§ TASK INSTRUCTIONS:
Reproduce the lines below, swapping "confidence threshold" for "score cutoff" wherever it occurs and leaving everything else unchanged. Omit the pictures from your output.

§ ENTRIES PROVIDED:

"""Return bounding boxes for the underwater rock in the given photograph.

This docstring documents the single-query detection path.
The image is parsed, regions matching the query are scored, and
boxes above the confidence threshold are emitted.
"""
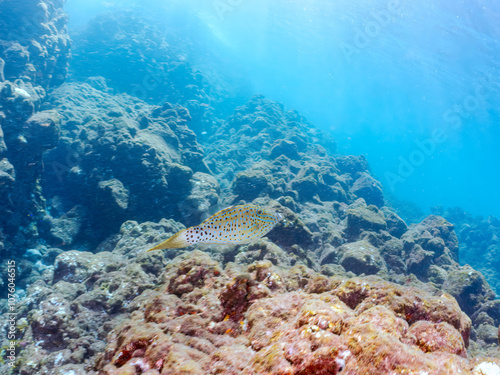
[40,83,210,246]
[41,206,87,246]
[22,110,60,152]
[0,158,16,188]
[350,172,384,208]
[269,139,300,160]
[443,265,495,315]
[335,155,368,174]
[338,241,387,275]
[95,251,494,375]
[441,207,500,295]
[346,202,387,238]
[476,324,499,344]
[408,320,467,357]
[179,172,220,226]
[233,170,269,201]
[95,178,130,231]
[0,0,70,89]
[401,215,458,280]
[382,207,408,238]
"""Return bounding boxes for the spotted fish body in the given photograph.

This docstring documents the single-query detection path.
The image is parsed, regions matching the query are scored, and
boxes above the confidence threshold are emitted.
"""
[148,204,283,251]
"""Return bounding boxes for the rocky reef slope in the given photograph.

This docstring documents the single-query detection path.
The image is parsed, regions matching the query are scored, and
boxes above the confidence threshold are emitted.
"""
[0,1,500,375]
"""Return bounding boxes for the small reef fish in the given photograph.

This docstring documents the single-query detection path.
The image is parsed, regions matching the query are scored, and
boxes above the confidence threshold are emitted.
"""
[148,204,283,251]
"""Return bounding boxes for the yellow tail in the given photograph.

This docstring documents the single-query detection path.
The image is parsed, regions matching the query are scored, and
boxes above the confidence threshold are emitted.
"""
[148,229,189,251]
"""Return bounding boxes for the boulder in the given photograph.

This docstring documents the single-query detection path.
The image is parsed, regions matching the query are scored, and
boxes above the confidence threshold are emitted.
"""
[338,241,387,275]
[351,172,384,207]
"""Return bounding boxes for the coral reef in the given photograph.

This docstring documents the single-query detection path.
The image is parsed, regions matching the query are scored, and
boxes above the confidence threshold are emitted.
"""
[0,0,500,375]
[0,0,70,258]
[89,251,492,374]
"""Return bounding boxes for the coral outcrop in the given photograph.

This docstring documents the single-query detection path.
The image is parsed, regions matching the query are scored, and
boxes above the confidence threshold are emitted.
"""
[0,0,70,258]
[92,251,494,374]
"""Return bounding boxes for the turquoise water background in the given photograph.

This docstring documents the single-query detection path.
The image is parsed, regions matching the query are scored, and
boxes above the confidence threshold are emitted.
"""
[66,0,500,217]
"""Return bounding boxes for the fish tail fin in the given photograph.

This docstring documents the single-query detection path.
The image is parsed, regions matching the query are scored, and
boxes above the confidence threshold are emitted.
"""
[148,229,189,251]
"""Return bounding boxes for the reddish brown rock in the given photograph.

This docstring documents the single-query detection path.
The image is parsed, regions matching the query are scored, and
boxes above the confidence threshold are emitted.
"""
[96,252,488,375]
[410,320,467,357]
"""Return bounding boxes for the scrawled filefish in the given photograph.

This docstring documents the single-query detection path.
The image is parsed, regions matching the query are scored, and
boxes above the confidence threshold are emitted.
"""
[148,204,283,251]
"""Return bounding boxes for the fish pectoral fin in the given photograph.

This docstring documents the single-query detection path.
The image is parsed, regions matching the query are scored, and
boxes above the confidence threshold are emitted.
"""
[148,229,189,251]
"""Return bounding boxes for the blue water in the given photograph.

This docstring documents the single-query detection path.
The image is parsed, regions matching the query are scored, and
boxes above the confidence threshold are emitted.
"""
[66,0,500,220]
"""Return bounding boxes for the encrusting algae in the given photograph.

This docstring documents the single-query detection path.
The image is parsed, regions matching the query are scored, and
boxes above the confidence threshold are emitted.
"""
[148,204,283,251]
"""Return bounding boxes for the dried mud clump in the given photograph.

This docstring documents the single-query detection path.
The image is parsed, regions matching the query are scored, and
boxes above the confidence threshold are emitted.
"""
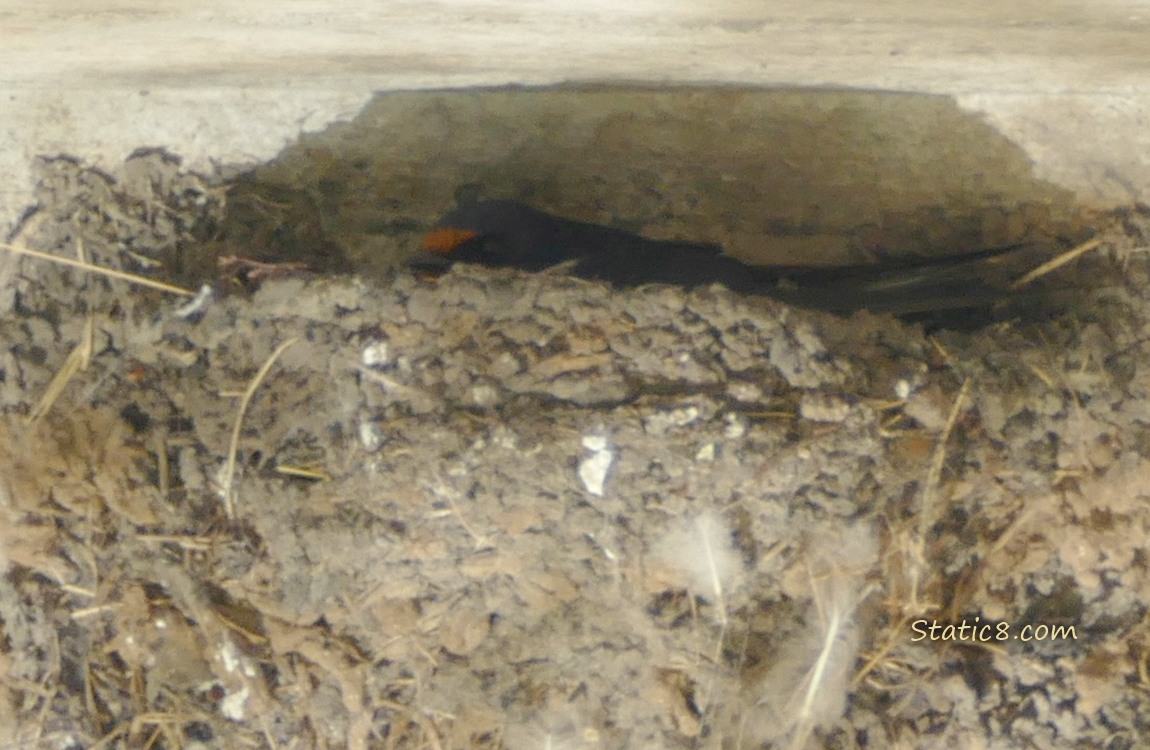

§ ANSWER:
"""Return bounding boxes for the underwater rock in the given photograph.

This docstring documents the single-query detection path.
The image is parsed, regions matching the query are scored, and
boxes above the score cutoff are emitted.
"""
[40,83,210,246]
[41,206,87,246]
[22,110,60,152]
[0,158,16,188]
[350,172,384,208]
[269,139,300,160]
[443,265,495,315]
[335,155,368,174]
[338,241,387,275]
[95,251,494,375]
[441,207,500,295]
[346,202,387,238]
[476,324,499,344]
[408,320,467,357]
[179,172,220,226]
[233,170,269,201]
[95,178,130,231]
[0,0,70,89]
[401,215,458,280]
[382,207,408,238]
"""Return bounding boxes for the spotted fish body in the given photograph.

This docstring documents the single-query detection path.
The image is parsed, regions matching the query are scored, and
boxes above the score cutoff are emitted.
"""
[148,204,283,251]
"""Return bounding boxes for the rocky reef slope in the given photograph.

This docstring documents the single-query detection path.
The image is parsed, regions matching the query are scored, and
boxes above the score cutoff are emitted.
"""
[0,1,500,375]
"""Return bounding boxes for the small reef fish in the given photograph.

This docstring documents the single-query detection path.
The image is parsed, regions matching the query are scored, and
boxes above the score cutoff are emitted.
"""
[148,204,283,251]
"""Return bounding boxes for the yellow tail in the given photograph.

This docstring documents the single-query detection path.
The image is parsed, regions matching the query are scored, and
boxes above the score cutoff are emitted.
"""
[148,229,189,251]
"""Return bounding boxes for the boulder in the given photograph.

This docstring documents the single-query detection path.
The image is parsed, regions matching the query are scored, and
boxes above the score cutoff are emitted.
"""
[338,241,387,275]
[351,172,384,207]
"""Return bounding boxes for the coral reef in the given photograph.

This docstring documents the single-query detection path.
The image is parsed, regions matching the query are scored, and
boxes above the score cutoff are emitted.
"""
[0,0,500,375]
[0,0,70,258]
[89,251,492,374]
"""Return bounding boxes for the coral outcrop in the given photograph.

This docstring documents the single-query detection path.
The image is parsed, regions matching the query are scored, and
boxes above the score cutoff are emitted.
"""
[0,0,70,258]
[92,251,494,374]
"""Return bounding boxes for the turquoise water background in the given photograph.

This docstring documents the single-query detection path.
The image is parsed, regions matching the query are scored, and
boxes above the score cutoff are emitted.
"""
[66,0,500,217]
"""Return bounding boxes for the fish tail fin in the given photograph.

This docstring documents the single-query detection path.
The image is parsed, regions matching the query are scored, and
boxes above the score cutoff are emitted.
"""
[148,229,189,251]
"""Return bounding boxes for the reddish brown rock in the given photograph.

This docstring documents the single-query detection path.
The image is parsed, regions matching the query are scored, and
boxes above the score cutoff are emitted.
"""
[96,252,488,375]
[410,320,467,357]
"""Return bounding boxes for the scrawled filefish in the given photograph.

This docstring documents the single-query detection path.
The image is parsed, regions matching the query are scored, and
boxes above the score cutoff are emitted.
"""
[148,204,283,251]
"""Return bounding boxes for the fish pectoral fin in the given photograph.

This docstring documents the single-query detection path.
The image is parsed, regions matching the query are scored, and
boxes above the score cutoff are emitted.
"""
[148,229,189,251]
"""Return bounding boxes for the blue water in the given photograph.

This docstring documents the single-query detection path.
The image is parsed, regions matching the query are scored, and
boxes above the score cutoff are emitted.
"""
[66,0,500,220]
"""Return bounding boxes for the encrusting algae in the given photograph.

This docstring documents the single-query detection path.
The image is parsed, regions matching the query are scored, and
boxes above the score cutoff are emitted.
"""
[148,204,283,251]
"""Return bounding boxes for the dried mud clump in the given photograph.

This docstring documents the single-query detection path.
The image is parsed, regions matching the query are scored, and
boxes above the score cutoff are emitted.
"""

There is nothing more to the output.